**Short exercise**
Copy the material below word for word, leaving out the pictures.

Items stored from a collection

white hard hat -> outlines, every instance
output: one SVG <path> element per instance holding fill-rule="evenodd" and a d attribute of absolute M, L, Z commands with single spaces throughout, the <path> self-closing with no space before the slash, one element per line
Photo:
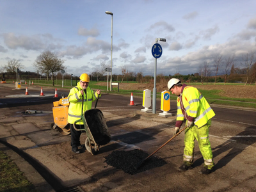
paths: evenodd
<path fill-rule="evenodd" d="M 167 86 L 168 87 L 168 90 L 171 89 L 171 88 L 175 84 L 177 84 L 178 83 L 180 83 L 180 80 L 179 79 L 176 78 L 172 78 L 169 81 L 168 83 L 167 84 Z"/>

**Reply to the task**
white hard hat -> outlines, every instance
output: one SVG <path> element per instance holding fill-rule="evenodd" and a d attribute of absolute M, L, Z commands with single spaces throughout, the <path> self-closing with no space before the slash, one element per line
Photo:
paths: evenodd
<path fill-rule="evenodd" d="M 167 86 L 168 87 L 168 90 L 171 89 L 171 88 L 175 84 L 177 84 L 178 83 L 180 83 L 180 80 L 179 79 L 176 78 L 172 78 L 169 81 L 168 83 L 167 84 Z"/>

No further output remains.